Weber Automotive geht zurück in Familienhand.
Weber Automotive

Weber Automotive ist insolvent: Der Markdorfer Autozulieferer, früher ein Familienunternehmen, bis im Dezember 2016 die Private-Equity-Gesellschaft Ardian eine Mehrheitsbeteiligung erwarb, musste am heutigen Montag Insolvenz in Eigenverwaltung anmelden. Betroffen sind 1.500 Mitarbeiter, ein Drittel davon am Stammsitz in der Nähe des Bodensees.

Im Hintergrund der Insolvenzanmeldung spielt sich ein großer Konflikt ab: Im Zuge des Verfahrens erhebt die französische Private-Equity-Gesellschaft schwere Vorwürfe gegen die Altgesellschafter, die Familie Weber. Diese behielt nach dem Buy-out eine Minderheitsbeteiligung und stellte bis Ende 2018 auch die Unternehmensführung. „Die ambitionierte Geschäftsplanung der Altgesellschafter hat sich nicht im Ansatz materialisiert. Die bis heute erreichte Ertragskraft liegt signifikant unter der Prognose der Geschäftsführung“, bemängelt Ardian in einer Stellungnahme.

▸ **ZU ERLEDIGEN**
A: Nenne alle Eigennamen, die im Textauszug über die Insolvenz von Weber Automotive vorkommen.
B: Führe den Textauszug über die Insolvenz von Weber Automotive nach seinem letzten Satz weiter.

▸ **GEZEIGTE EINTRÄGE**
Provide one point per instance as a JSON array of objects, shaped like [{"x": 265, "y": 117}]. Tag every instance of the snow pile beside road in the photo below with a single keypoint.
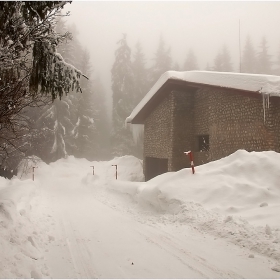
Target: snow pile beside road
[
  {"x": 237, "y": 197},
  {"x": 20, "y": 256}
]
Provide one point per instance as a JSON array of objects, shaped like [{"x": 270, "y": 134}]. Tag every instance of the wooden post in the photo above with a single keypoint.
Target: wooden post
[
  {"x": 116, "y": 170},
  {"x": 92, "y": 169},
  {"x": 191, "y": 159}
]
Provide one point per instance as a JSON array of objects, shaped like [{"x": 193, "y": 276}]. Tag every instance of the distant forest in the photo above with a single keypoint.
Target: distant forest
[{"x": 52, "y": 101}]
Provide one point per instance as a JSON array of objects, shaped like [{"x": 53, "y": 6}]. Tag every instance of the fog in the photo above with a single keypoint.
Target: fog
[{"x": 202, "y": 26}]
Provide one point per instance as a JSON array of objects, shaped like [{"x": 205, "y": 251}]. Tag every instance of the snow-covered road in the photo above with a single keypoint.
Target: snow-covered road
[
  {"x": 96, "y": 234},
  {"x": 221, "y": 223}
]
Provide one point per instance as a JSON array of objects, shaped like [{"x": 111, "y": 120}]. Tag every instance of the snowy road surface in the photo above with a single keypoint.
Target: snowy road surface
[
  {"x": 69, "y": 223},
  {"x": 97, "y": 234}
]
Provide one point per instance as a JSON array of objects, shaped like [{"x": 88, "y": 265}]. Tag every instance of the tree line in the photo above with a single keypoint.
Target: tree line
[
  {"x": 46, "y": 96},
  {"x": 52, "y": 102}
]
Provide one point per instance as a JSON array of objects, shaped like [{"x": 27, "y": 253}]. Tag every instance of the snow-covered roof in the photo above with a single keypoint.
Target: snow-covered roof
[{"x": 258, "y": 83}]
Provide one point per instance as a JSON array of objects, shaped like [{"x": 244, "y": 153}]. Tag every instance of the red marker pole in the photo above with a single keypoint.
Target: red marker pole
[
  {"x": 191, "y": 159},
  {"x": 92, "y": 170},
  {"x": 33, "y": 175},
  {"x": 116, "y": 170}
]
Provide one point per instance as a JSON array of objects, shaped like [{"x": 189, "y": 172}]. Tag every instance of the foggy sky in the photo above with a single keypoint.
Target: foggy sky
[{"x": 203, "y": 26}]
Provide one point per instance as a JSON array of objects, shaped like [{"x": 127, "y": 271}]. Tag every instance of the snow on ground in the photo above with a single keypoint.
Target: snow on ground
[{"x": 45, "y": 223}]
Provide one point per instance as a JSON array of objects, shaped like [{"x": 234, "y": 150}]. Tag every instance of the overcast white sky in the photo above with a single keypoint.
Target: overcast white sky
[{"x": 202, "y": 25}]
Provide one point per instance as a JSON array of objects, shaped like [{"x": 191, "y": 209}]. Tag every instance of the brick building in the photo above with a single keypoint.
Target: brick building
[{"x": 212, "y": 114}]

▸ **LÖSUNGEN UNTEN**
A: Weber Automotive, Markdorf (in „Markdorfer“), Ardian, Bodensee, Weber (in „Familie Weber“)

B:
Weber Automotive verfehlt Wachstumspläne deutlich

Beispiel Umsatzentwicklung: Weber Automotive wurde 2016 als klarer Wachstums-Case am M&A-Markt positioniert. In den fünf Jahren vor dem Buy-out hatte die Weber-Familie den Umsatz von 74 auf über 300 Millionen Euro nach oben getrieben. Unter Ardians Regie sollte sich der Umsatz noch ein weiteres Mal verdoppeln und Weber Automotive dann Kurs in Richtung Börsengang nehmen, so der Plan zu Beginn der Partnerschaft.

Doch statt weiter dynamisch zu wachsen, stagnierte die Entwicklung: Dem „Handelsblatt“ zufolge rangierten die Umsatzwerte zuletzt immer noch bei rund 300 Millionen Euro. Das Fehlen der eingeplanten Umsätze hatte schwere Folgen für die Bilanz: „Aufgrund einer weiteren Verschlechterung der Ertragsentwicklung 2018 konnte Weber Automotive seine Kreditvertragsbedingungen (Covenants) nicht mehr erfüllen“, räumt Ardian ein.

In einer darauffolgenden Stillhalteperiode konnten sich Ardian, die finanzierenden Banken und die Weber-Familie nicht auf eine Lösung verständigen, obwohl ein Sanierungsgutachten vorliegt. Dieses forderte nach Darstellung des Finanzinvestors neben Kapitalzusagen seitens der Gesellschafter und der Banken auch eine langfristige Mietminderung von mindestens 5 Millionen Euro pro Jahr.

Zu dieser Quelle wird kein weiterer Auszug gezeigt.